Assignment — Exactly as they appear, print the line with "Query: dog's forehead fur" and each line after it through the end of the entries below; leave out pictures.

....

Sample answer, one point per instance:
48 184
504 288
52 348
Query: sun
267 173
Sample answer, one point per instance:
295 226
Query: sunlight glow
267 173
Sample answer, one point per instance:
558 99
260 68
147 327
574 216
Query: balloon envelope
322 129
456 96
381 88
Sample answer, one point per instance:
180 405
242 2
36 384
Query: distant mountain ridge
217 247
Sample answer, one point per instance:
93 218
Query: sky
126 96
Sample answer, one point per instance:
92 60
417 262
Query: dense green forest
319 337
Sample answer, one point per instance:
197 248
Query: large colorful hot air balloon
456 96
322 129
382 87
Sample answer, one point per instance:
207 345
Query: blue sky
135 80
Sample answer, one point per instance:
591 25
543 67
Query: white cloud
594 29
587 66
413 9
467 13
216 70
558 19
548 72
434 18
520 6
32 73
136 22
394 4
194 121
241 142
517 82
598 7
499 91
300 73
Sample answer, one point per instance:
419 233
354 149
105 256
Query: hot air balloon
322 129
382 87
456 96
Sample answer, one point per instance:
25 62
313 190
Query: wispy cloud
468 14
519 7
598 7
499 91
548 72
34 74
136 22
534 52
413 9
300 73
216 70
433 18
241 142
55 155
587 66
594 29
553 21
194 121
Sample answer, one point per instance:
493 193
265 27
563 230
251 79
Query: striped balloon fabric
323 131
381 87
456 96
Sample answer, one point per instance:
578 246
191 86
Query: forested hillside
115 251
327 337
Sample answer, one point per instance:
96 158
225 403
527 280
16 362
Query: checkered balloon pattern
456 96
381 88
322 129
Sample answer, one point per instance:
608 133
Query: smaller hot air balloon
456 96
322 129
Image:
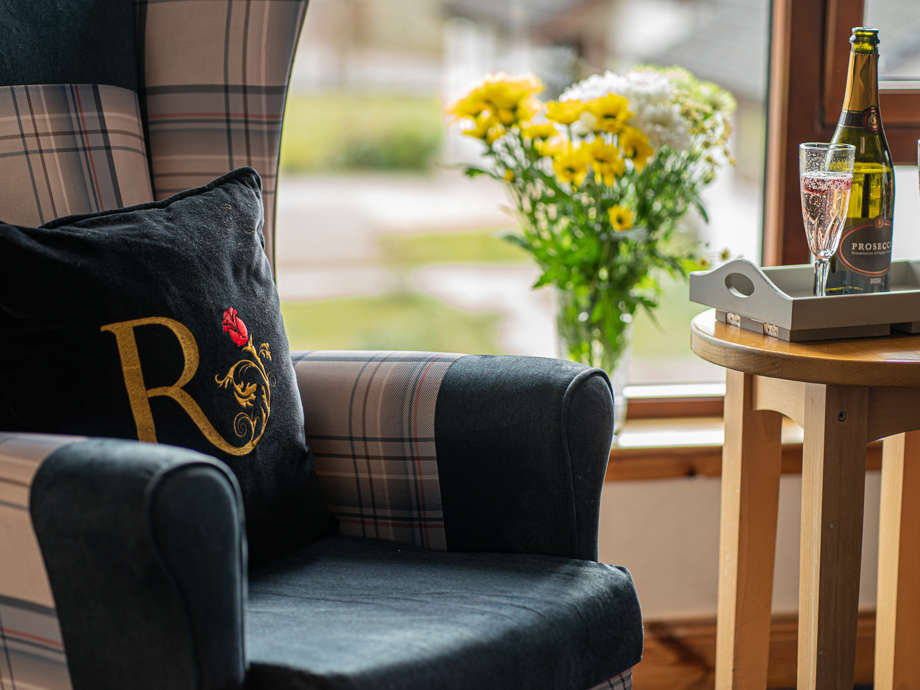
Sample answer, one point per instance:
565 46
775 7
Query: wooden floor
680 655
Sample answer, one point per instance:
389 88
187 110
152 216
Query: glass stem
821 266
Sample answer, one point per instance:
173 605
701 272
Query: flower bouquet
600 179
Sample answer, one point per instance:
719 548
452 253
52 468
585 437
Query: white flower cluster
651 100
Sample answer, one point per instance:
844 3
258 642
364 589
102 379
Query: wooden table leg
897 627
833 485
751 459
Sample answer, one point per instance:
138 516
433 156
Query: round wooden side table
844 394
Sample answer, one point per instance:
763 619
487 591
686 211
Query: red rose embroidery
234 325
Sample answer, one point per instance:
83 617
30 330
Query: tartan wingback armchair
466 488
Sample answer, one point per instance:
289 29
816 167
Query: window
808 76
382 244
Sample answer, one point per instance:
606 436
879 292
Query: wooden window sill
671 448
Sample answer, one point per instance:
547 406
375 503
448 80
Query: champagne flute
825 177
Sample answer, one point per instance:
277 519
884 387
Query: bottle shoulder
871 147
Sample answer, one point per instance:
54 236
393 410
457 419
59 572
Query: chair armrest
523 444
145 552
463 452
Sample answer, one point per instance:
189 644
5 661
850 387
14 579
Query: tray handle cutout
742 288
739 285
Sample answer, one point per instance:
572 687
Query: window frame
806 81
804 103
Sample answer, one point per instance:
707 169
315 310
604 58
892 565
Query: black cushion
350 613
161 322
68 42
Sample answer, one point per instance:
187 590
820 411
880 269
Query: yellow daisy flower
606 161
486 128
621 217
610 113
571 165
635 146
510 99
564 112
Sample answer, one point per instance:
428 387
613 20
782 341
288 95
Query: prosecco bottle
862 261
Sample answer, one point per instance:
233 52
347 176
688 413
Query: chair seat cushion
353 613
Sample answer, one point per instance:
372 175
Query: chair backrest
127 101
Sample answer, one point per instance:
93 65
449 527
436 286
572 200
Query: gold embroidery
139 395
244 391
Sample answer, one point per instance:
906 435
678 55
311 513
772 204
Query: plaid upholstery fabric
370 423
215 81
31 650
69 148
623 681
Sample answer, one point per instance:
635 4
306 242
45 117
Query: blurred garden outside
383 244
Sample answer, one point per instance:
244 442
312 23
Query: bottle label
868 119
866 248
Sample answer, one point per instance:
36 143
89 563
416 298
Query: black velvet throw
161 322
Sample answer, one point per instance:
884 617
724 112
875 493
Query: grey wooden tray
778 302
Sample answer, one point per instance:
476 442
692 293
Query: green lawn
347 130
670 337
474 246
410 321
389 322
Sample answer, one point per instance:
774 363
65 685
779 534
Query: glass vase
582 341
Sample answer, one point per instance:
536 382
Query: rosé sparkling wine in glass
825 178
824 207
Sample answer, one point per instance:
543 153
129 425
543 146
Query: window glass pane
905 227
899 51
383 243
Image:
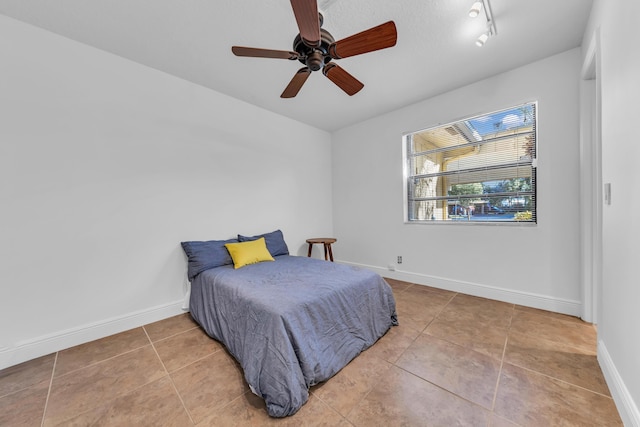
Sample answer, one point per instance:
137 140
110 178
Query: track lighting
475 9
482 39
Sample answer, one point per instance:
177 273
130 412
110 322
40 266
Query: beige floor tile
87 388
345 389
391 346
577 334
417 306
185 348
571 364
402 399
169 327
443 365
24 407
249 411
477 310
96 351
209 384
26 374
154 404
462 371
488 340
531 399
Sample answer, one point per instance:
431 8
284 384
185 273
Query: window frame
406 140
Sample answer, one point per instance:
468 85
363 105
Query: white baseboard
57 341
621 396
543 302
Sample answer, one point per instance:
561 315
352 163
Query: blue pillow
205 255
275 242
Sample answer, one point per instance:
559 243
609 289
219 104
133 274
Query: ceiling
435 52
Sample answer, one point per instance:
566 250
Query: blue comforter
292 323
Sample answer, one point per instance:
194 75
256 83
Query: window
481 169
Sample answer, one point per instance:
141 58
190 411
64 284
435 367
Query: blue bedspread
292 323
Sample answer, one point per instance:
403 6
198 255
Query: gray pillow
205 255
275 242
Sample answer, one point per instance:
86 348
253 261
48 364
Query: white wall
532 265
618 330
105 166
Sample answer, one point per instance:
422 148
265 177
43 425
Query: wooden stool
326 241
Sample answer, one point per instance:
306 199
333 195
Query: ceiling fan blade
296 83
255 52
376 38
306 13
342 79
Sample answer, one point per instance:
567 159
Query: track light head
482 39
475 9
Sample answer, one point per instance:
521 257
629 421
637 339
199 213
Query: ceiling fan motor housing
314 57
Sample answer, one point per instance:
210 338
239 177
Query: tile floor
454 360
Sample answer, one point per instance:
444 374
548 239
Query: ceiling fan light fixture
475 9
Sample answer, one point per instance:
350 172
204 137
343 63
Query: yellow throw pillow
251 252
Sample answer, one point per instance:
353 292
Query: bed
291 323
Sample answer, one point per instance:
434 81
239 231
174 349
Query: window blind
480 169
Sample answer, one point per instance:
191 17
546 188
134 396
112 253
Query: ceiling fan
316 48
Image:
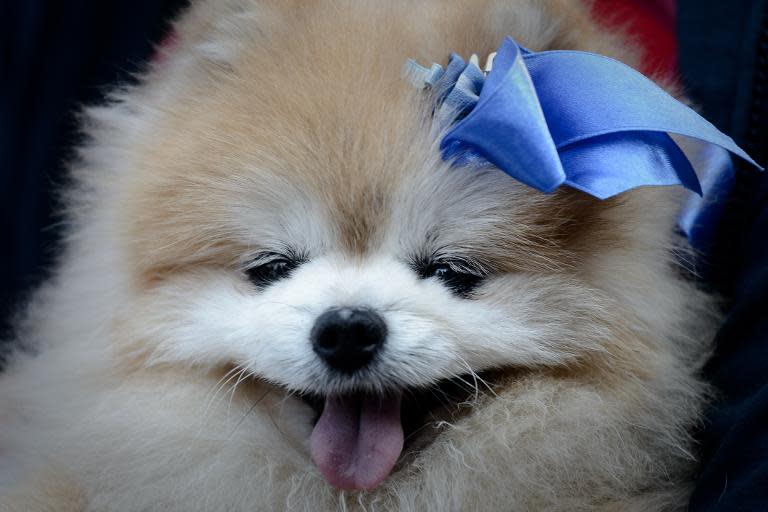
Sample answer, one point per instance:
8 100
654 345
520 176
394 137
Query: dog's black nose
348 338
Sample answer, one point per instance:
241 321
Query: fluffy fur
155 377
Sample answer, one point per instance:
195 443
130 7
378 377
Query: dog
275 295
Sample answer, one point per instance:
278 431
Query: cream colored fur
287 122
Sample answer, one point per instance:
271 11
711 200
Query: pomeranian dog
275 295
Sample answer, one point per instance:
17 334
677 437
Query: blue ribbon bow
567 118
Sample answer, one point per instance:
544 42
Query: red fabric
651 23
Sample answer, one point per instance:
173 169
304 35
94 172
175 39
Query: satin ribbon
567 118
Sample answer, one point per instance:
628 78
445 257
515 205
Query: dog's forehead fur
306 125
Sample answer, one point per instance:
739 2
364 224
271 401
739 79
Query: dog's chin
360 438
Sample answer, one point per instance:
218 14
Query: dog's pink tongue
357 440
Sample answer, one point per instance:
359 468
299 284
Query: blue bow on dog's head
567 118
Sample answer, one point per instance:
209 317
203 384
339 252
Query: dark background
55 56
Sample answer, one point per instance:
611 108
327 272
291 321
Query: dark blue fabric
724 60
55 56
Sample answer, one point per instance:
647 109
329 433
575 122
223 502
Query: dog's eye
462 281
271 270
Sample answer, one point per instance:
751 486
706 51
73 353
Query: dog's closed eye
461 277
268 268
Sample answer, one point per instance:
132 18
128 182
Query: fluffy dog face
291 217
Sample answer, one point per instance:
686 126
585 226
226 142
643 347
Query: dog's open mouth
358 438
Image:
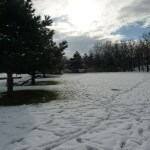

....

Answer to the problem —
Query: dog's forehead fur
306 125
Sample answer, one point per instance:
739 2
364 224
271 401
739 79
Query: dog's chin
360 438
Sample answer, one point per instance:
218 14
Query: dog's pink tongue
357 440
Sample answer, one point per instance:
359 468
299 284
Query: blue bow on dog's head
567 118
Sample answer, one point per instance:
209 317
203 384
339 252
Query: dark background
55 56
Sample answer, one point per instance:
611 108
327 272
291 321
Query: dark blue fabric
724 60
55 56
Sample answer, one point per instance:
647 109
329 433
575 122
223 502
Query: dog's eye
462 281
271 270
Sample answer, one point per instance:
751 486
706 51
73 353
Query: dog's closed eye
461 277
268 268
Sample answer, one point per instance:
132 18
128 182
Query: fluffy dog face
291 217
Sample answer, one point per instance:
686 126
585 226
226 142
643 347
Query: dog's open mouth
358 438
Image:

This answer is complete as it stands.